CONSEGNA 1:
Estrai dai record ogni riga che contiene la parola "couch", tenendo conto di maiuscole e minuscole.

ESTRATTO DELLA PAGINA:
++++++++++
Tipo: Articoli Fonte: Corriere della Sera 9 luglio 2000

Italia-Europa. Una questione di fiducia

Il dibattito sull’Unione


Sarebbe bello che nella riflessione sull’ Italia e l’ Europa, sviluppatasi in modo serio e aperto nelle ultime settimane, fossero presenti anche i giovani, chi oggi non ha ancora trent’ anni. Quest’ articolo è scritto pensando soprattutto a loro. Il dibattito verte sul loro futuro.

1957. A rileggere oggi la discussione che si svolse oltre quarant’ anni fa, colpisce come autorevoli figure dell’ economia e della cultura quasi escludessero che l’ Italia potesse trarre vantaggio da una partecipazione al nascente Mercato Comune.

1978. La definizione del Sistema monetario europeo (proposto da Schmidt e Giscard d’ Estaing) fu affidata ad un comitato di tecnici nel quale l’ Italia era assente. Al momento di decidere se aderire o no al- l’ accordo, alcuni degli uomini e delle istituzioni più eminenti del Paese si pronunciarono contro l’ ingresso della lira nello Sme.

1996. Nel settembre di quattro anni fa, la decisione del governo italiano di porre l’ ingresso nell’ euro a cardine della propria azione fu accolta con incredulità e scetticismo da segmenti importanti della società.

Se vigesse il buon costume di riconsiderare, alla luce del poi, le cose dette e fatte prima, si concluderebbe che in quelle circostanze (e in altre che potrei ricordare) chi voleva l’ Italia pienamente coinvolta in Europa ebbe ragione, chi sconsigliava l’ impegno ebbe torto. A meno di due anni dall’ avvio dell’ euro, infatti, l’ economia cresce bene, le pubbliche finanze sono a posto, si creano molti posti di lavoro.

Le esitazioni o la contrarietà ad un pieno impegno europeo dell’ Italia erano spesso fondate non sull’ ostilità al progetto, bensì sulla sfiducia di molti italiani in se stessi.
++++++++++
CONSEGNA 2:
Ripeti parola per parola l'articolo su Italia ed Europa, da "Se vigesse il" giù fino a "posti di lavoro.".

Parte di un file di dati:
++++++++++
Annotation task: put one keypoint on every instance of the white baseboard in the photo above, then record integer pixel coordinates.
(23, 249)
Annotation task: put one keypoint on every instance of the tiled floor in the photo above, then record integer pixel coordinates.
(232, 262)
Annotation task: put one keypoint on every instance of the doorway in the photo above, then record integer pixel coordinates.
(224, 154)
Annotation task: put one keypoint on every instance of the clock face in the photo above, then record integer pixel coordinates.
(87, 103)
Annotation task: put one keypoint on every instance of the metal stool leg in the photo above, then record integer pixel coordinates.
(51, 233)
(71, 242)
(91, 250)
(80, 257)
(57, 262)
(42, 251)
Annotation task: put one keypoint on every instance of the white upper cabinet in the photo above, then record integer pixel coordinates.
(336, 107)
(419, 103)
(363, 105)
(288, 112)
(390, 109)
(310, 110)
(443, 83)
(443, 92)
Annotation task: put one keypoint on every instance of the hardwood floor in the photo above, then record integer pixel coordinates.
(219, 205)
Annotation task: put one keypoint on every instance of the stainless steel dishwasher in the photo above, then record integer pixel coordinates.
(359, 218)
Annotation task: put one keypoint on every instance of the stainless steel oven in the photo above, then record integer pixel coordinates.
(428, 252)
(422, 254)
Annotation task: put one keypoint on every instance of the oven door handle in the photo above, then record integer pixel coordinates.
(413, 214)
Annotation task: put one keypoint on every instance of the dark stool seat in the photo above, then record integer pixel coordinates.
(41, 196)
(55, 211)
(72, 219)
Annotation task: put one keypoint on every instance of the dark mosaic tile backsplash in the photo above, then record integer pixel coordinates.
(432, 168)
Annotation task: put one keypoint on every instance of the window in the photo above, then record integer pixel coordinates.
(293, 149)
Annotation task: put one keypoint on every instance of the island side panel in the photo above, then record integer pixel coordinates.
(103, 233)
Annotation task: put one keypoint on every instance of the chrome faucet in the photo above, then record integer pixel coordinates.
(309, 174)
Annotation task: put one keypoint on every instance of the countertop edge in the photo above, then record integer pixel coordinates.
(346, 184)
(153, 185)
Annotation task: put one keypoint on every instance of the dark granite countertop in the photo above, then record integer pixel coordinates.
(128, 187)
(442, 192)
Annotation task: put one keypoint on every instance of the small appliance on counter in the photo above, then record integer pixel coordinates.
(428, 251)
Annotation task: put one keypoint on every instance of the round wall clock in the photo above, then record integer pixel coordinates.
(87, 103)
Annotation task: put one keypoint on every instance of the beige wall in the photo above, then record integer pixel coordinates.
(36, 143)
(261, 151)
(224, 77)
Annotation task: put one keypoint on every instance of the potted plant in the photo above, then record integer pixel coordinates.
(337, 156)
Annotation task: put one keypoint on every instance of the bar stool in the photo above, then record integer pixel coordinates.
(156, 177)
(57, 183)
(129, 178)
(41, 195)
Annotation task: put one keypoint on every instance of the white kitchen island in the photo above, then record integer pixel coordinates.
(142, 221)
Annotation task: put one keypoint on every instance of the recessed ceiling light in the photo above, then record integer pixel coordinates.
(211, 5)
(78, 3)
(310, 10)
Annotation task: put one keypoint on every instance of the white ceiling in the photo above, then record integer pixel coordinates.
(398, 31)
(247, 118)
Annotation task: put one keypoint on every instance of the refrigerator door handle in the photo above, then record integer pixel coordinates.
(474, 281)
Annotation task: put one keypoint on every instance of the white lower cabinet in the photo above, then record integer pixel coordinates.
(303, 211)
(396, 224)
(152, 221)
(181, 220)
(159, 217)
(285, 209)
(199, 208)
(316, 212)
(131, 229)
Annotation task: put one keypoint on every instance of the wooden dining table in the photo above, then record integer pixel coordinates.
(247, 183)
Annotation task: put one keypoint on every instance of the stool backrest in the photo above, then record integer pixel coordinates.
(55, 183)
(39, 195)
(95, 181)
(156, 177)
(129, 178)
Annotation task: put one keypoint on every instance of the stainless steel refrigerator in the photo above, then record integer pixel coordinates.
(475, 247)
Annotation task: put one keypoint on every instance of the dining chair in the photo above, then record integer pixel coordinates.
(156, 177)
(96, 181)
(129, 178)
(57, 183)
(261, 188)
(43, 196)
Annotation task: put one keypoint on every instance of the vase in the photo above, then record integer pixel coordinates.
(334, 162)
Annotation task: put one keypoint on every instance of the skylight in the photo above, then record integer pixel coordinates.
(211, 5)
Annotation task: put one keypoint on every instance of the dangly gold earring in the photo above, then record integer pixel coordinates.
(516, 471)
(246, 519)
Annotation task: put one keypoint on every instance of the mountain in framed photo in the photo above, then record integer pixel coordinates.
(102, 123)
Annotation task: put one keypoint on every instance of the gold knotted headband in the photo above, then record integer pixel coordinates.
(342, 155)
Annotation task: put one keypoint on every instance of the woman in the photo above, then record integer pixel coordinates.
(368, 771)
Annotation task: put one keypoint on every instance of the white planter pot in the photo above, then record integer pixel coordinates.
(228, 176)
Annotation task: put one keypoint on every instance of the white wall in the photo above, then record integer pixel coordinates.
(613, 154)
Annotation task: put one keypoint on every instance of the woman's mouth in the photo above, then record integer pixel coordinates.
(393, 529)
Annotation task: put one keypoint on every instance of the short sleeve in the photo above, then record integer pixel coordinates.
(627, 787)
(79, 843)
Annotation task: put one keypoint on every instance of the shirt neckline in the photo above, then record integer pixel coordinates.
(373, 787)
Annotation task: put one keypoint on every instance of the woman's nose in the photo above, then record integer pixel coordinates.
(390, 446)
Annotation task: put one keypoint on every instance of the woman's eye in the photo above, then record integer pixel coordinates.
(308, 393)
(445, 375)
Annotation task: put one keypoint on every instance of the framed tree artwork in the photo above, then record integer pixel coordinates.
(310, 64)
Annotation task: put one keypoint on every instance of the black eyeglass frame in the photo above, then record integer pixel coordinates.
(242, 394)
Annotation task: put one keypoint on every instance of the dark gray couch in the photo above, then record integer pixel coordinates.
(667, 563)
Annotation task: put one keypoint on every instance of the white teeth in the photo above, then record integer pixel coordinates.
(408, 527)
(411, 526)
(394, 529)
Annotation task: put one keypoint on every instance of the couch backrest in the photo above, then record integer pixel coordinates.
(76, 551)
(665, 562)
++++++++++
RISULTATO ESERCIZIO 1:
Annotation task: put one keypoint on every instance of the dark gray couch in the photo above, then record integer pixel coordinates.
Annotation task: put one keypoint on every instance of the couch backrest in the photo above, then record integer pixel coordinates.

RISULTATO ESERCIZIO 2:
Se vigesse il buon costume di riconsiderare, alla luce del poi, le cose dette e fatte prima, si concluderebbe che in quelle circostanze (e in altre che potrei ricordare) chi voleva l’ Italia pienamente coinvolta in Europa ebbe ragione, chi sconsigliava l’ impegno ebbe torto. A meno di due anni dall’ avvio dell’ euro, infatti, l’ economia cresce bene, le pubbliche finanze sono a posto, si creano molti posti di lavoro.